→ Prompt
Retype every record exactly. Leave the pictures out.

(Image-backed grounding data)
--------------------------------

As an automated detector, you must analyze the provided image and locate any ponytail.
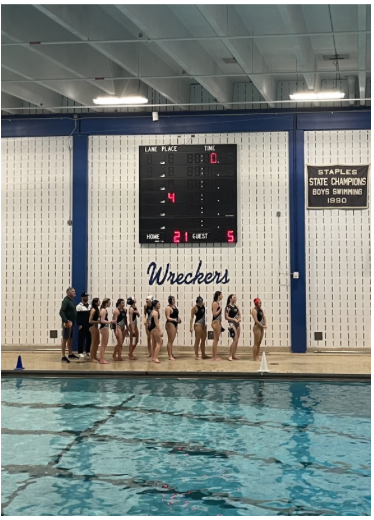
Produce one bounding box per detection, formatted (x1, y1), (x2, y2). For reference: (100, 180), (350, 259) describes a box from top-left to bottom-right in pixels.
(226, 294), (234, 307)
(213, 291), (222, 302)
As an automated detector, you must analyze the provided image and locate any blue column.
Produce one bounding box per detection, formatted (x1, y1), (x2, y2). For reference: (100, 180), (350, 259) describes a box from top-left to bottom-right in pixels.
(289, 130), (307, 353)
(71, 135), (89, 351)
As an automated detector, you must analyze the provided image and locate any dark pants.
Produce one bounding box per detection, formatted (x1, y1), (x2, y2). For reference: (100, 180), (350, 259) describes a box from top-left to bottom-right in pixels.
(78, 326), (92, 354)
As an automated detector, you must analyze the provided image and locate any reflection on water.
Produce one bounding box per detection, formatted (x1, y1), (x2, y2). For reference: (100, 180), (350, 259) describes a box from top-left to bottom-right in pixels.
(1, 378), (371, 516)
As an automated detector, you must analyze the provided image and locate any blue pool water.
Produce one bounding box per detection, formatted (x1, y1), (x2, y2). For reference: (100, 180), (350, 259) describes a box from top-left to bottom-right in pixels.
(1, 378), (371, 516)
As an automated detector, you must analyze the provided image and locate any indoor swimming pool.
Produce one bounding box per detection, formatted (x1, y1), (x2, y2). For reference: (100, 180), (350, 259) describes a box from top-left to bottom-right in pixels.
(1, 377), (371, 516)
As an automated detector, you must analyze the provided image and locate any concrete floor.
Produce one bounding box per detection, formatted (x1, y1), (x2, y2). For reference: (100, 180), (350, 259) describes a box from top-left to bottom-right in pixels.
(1, 347), (371, 376)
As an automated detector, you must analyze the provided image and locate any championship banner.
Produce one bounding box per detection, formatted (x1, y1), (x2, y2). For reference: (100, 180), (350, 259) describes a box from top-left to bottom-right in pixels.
(307, 165), (369, 209)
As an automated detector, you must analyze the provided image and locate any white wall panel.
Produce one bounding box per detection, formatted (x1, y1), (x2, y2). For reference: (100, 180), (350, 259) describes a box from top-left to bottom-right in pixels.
(1, 137), (72, 346)
(305, 130), (371, 348)
(88, 132), (290, 348)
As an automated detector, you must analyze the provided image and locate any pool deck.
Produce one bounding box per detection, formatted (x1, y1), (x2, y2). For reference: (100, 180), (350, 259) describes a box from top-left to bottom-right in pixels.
(1, 347), (371, 380)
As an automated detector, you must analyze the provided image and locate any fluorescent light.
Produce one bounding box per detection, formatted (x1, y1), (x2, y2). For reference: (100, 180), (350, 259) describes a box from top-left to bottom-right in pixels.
(93, 96), (148, 105)
(289, 92), (345, 100)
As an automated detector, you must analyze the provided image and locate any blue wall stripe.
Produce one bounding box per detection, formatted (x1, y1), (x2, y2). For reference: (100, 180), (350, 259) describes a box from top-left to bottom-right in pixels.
(71, 135), (89, 351)
(289, 130), (307, 353)
(297, 111), (371, 130)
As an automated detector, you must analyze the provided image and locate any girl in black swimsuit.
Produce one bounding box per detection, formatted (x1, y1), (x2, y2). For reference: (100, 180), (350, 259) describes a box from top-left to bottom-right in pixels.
(143, 295), (153, 358)
(127, 297), (140, 360)
(211, 291), (223, 361)
(99, 298), (115, 364)
(148, 299), (162, 363)
(252, 298), (267, 361)
(112, 298), (127, 361)
(190, 296), (210, 360)
(225, 294), (242, 361)
(89, 298), (101, 363)
(165, 295), (181, 361)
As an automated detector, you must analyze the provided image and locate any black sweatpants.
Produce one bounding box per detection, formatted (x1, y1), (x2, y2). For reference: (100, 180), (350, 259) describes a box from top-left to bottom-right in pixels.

--------------------------------

→ Answer section
As an automated detector, you must analyze the provided image and locate any ponytail.
Produce one bounding box per detection, formatted (x1, y1), (x2, y2). For reference: (100, 180), (350, 259) describes a box from top-left to bottom-right in pixels.
(226, 294), (234, 307)
(213, 291), (222, 302)
As an automated detector, you must analyze the provided image and locate any blue column.
Produce one bounding box per detection, formatted (x1, y1), (x2, y2). For reference: (100, 180), (350, 259) describes a box from top-left to bottom-right in pixels.
(289, 130), (307, 353)
(71, 135), (89, 351)
As an automated detector, you must analyze the provided image and locate any dark pants.
Produce one bounding box per detection, formatted (x1, y1), (x2, y2). For reference: (100, 180), (350, 259) describes a box from top-left to bottom-right in pixels.
(78, 326), (92, 354)
As an automated detector, you must analyze the provided image and locate any reflection on water.
Produce one bounding box per detection, formatted (x1, y1), (x2, y2). For reference: (100, 180), (350, 259) describes a box from top-left to bottom-right in pixels.
(1, 378), (371, 516)
As an automated detector, you must analyze the provided image and locate any blue pool water.
Produce one bounding box per detection, formatted (x1, y1), (x2, y2). For reference: (100, 180), (350, 259) describes a box from top-left to bottom-right in pixels.
(1, 378), (371, 516)
As an automated detector, you must analyze the provided image and locate any indoor swimming pool.
Produce one bounding box per detection, formatted (x1, y1), (x2, y2). For reference: (100, 180), (350, 259) describes a box from top-left to bottom-right in pixels.
(1, 377), (371, 516)
As an automated detector, you must analyze the provided image and locate any concrete floor.
Produce one bounding box per detection, formatted (x1, y1), (x2, y2). For reference: (100, 180), (350, 259) describes a box from top-left to bottom-right in pixels.
(1, 347), (371, 376)
As an automated detector, you must analyze the provided image and locate any championship banner.
Produce one bounding box per detection, formatted (x1, y1), (x2, y2). For reference: (100, 180), (350, 259) describes a box from top-left to bottom-right in pixels.
(307, 165), (369, 209)
As an automated detector, you must analyze the provided image and locate any white wall panel.
Produce one bounding box per detection, formatted (x1, y1), (x2, y2). For reference: (100, 180), (350, 259) describes a box from top-left to bottom-right in pixels.
(1, 137), (72, 346)
(305, 130), (371, 348)
(88, 132), (290, 348)
As an automated detector, you must analyze the provided image and locate any pool deck.
Produce one bounding box per detection, formatted (x1, y1), (x2, y2). For reference: (100, 180), (350, 259) describes a box from top-left to bottom-right in pixels.
(1, 347), (371, 380)
As an automated detector, you must analyze the provided image and locate any fluorescent light.
Produce one bounding box per detection, formatted (x1, y1), (x2, y2). For reference: (100, 180), (350, 259) describes a box from top-left to bottom-right in pixels.
(93, 96), (148, 105)
(289, 92), (345, 100)
As an automated detector, you must analyze the provided image and locate any blue wall stripe.
Produce one bounding box per detection, formatted (x1, y1), (x2, y2). For reference: (100, 180), (350, 259) describes a box from top-left to bottom-right in pixels.
(71, 135), (89, 351)
(289, 130), (307, 353)
(297, 111), (371, 130)
As an automated detector, you must analyze the provided image and locate any girl in black swimsuit.
Produce one bounding box per detection, formatted (x1, y1), (x2, y2). For reference: (100, 180), (350, 259) describes a box from top-left to bottom-right in pixels.
(143, 295), (153, 358)
(127, 297), (140, 360)
(211, 291), (223, 361)
(99, 298), (115, 364)
(148, 299), (162, 363)
(252, 298), (267, 361)
(112, 298), (127, 361)
(190, 296), (210, 360)
(225, 294), (242, 361)
(89, 298), (101, 363)
(165, 295), (181, 361)
As an automated detector, you must analyze the provided image and locate any black sweatpants.
Produce one bounding box per detection, formatted (x1, y1), (x2, y2). For reference: (100, 180), (350, 259) describes a box from top-left to bottom-right in pixels.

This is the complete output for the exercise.